→ **Consigne 1**
D'après l'extrait sur Courances et Saltus Campus, dans quelle ville se déroule l'enseignement théorique de ce lycée ?
→ **Consigne 2**
Rédigez la suite du texte sur le domaine de Courances et Saltus Campus, à partir de sa dernière phrase.

→ **Extrait choisi**
□ □ □ □ □

Aujourd’hui, cette exploitation est le lieu d’expérimentation pratique de Saltus campus, premier lycée agroécologique dont Valentine de Ganay est la cofondatrice (cf. encadré), la partie enseignement théorique étant assurée au lycée de Sevran (Seine-Saint-Denis). Allez découvrir Courances, ce domaine extraordinaire. Et à la fin de votre visite, vous y remarquerez une plaque qui vous confortera dans le bien-fondé votre venue : « Bravo, vous venez de parcourir cinq siècles de l’histoire des jardins ! »

SALTUS CAMPUS, PREMIER LYCÉE 100 % ÉCOLOGIQUE

Un nouvel établissement d’enseignement agricole a ouvert ses portes à la rentrée 2022 : Saltus Campus. Il se déploie sur deux sites : à Sevran (93) pour l’enseignement théorique, et à Courances (91) pour les travaux pratiques. Valentine de Ganay en est à l’origine, avec la paysagiste agricultrice Agnès Sourisseau. « Des formations seront essentiellement dédiées à l’agroécologie au service des paysages vivants. L’idée est de former les paysans de demain, de développer des savoir-faire agroécologiques pour donner une valeur et un sens nouveaux aux métiers agricoles », explique la fondatrice.

□ □ □ □ □

→ **Entrées répertoriées**
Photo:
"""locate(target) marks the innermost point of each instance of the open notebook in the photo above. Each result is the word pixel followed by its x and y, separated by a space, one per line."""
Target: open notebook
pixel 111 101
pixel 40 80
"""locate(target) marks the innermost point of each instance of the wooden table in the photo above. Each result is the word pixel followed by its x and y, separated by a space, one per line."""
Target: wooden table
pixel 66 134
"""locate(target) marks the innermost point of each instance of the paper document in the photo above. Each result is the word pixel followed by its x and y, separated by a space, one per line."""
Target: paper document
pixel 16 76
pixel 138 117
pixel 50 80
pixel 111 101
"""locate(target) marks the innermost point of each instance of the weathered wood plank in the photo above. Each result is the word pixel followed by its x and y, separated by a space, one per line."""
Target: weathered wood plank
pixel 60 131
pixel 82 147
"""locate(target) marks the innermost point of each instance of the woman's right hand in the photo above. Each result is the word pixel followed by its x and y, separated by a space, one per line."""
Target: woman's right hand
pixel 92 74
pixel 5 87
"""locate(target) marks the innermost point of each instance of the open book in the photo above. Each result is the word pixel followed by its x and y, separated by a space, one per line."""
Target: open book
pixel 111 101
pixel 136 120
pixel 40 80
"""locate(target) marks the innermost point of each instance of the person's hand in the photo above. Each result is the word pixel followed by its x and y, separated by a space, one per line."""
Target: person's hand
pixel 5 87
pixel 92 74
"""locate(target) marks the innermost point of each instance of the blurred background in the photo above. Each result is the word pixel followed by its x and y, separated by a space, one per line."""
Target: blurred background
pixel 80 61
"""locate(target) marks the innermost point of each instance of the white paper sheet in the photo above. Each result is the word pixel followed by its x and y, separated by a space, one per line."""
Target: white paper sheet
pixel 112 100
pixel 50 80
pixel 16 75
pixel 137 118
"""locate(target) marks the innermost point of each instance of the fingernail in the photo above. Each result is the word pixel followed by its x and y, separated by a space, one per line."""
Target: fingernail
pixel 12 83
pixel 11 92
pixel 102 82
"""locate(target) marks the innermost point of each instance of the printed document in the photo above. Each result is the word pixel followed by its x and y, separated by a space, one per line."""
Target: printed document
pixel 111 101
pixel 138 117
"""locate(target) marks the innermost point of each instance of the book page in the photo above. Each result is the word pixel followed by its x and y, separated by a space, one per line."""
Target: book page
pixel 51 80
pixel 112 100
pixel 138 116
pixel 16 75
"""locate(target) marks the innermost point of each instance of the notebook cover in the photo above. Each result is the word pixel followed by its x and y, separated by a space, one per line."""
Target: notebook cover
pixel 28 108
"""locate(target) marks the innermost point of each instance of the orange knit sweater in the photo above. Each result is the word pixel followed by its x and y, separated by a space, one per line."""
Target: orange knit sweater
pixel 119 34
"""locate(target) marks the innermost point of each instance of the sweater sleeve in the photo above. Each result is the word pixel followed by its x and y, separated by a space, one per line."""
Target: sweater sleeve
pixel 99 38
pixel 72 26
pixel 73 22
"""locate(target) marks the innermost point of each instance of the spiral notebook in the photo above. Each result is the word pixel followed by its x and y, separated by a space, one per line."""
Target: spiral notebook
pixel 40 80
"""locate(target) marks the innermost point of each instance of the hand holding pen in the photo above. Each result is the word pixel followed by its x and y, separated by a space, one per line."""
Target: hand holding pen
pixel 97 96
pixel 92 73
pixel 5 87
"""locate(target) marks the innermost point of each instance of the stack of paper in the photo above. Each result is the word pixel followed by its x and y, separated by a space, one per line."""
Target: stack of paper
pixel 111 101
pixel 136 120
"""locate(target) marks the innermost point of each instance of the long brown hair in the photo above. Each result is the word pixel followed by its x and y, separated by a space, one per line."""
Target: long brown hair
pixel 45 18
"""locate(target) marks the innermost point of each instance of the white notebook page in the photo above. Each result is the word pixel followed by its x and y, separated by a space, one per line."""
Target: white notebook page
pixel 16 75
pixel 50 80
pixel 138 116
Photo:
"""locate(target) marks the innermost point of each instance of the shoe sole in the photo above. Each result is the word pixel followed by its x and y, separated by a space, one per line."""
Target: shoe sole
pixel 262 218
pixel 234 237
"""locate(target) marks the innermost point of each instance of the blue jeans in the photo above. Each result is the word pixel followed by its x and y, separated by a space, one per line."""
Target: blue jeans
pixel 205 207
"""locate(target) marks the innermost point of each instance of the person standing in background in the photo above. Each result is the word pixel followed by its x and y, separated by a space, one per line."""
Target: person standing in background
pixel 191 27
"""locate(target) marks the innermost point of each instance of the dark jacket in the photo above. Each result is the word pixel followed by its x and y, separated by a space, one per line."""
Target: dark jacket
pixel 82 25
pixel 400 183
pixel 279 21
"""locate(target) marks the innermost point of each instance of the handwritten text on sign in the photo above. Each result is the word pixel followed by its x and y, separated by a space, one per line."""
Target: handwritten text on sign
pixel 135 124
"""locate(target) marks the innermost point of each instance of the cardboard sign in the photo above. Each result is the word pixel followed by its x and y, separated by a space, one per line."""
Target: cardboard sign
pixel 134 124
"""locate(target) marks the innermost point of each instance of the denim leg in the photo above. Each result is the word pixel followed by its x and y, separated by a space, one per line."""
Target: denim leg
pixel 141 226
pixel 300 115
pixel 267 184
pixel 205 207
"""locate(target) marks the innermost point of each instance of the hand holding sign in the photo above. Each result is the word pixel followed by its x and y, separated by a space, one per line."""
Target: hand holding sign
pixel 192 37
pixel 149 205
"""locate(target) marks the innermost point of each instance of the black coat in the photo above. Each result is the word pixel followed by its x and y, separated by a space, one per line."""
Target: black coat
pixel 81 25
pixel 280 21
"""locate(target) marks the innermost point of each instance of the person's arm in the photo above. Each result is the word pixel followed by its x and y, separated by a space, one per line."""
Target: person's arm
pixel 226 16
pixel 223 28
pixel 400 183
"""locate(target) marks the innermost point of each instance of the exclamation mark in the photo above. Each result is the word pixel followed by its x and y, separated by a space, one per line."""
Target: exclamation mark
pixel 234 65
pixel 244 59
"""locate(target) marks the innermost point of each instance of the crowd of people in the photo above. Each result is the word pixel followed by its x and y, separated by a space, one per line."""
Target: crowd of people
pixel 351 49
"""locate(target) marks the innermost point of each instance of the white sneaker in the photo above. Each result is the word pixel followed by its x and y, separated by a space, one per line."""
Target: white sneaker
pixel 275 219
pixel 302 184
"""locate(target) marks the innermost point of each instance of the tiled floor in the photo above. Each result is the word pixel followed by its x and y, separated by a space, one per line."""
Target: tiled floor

□ □ □ □ □

→ **Résultat 1**
À Sevran, en Seine-Saint-Denis.

→ **Résultat 2**
Les enseignements sont de différents niveaux :
– 4e et 3e agricoles : cycle d’enseignement général;
– CAPA Métiers de l’agriculture: option grandes cultures ;
– Formation aux métiers d’ouvrier qualifié et polyvalent ;
– Bac pro GMNF, gestion des milieux naturels et de la faune;
– Bac pro CGEA, conduite et gestion de l’exploitation agricole.

Plusieurs partenaires sont associés à ce projet. Les salaires des enseignants sont pris en charge par le ministère de l’Agriculture. Courances met à disposition ses terres et son personnel. Si des mécènes apportent leur aide financière (Fondation de France, Ademe, et Fondation Sisley-d’Ornano), il reste un trou financier qui s’élevait, en septembre, à 600000 euros. Valentine se mobilise pour trouver les fonds nécessaires alors que la Région Île-de-France semble se désintéresser de la réalisation du projet. www.saltuscampus.fr

Travaux pratiques de Saltus Campus
Les travaux pratiques de Saltus Campus sur le domaine de Courances © D.R.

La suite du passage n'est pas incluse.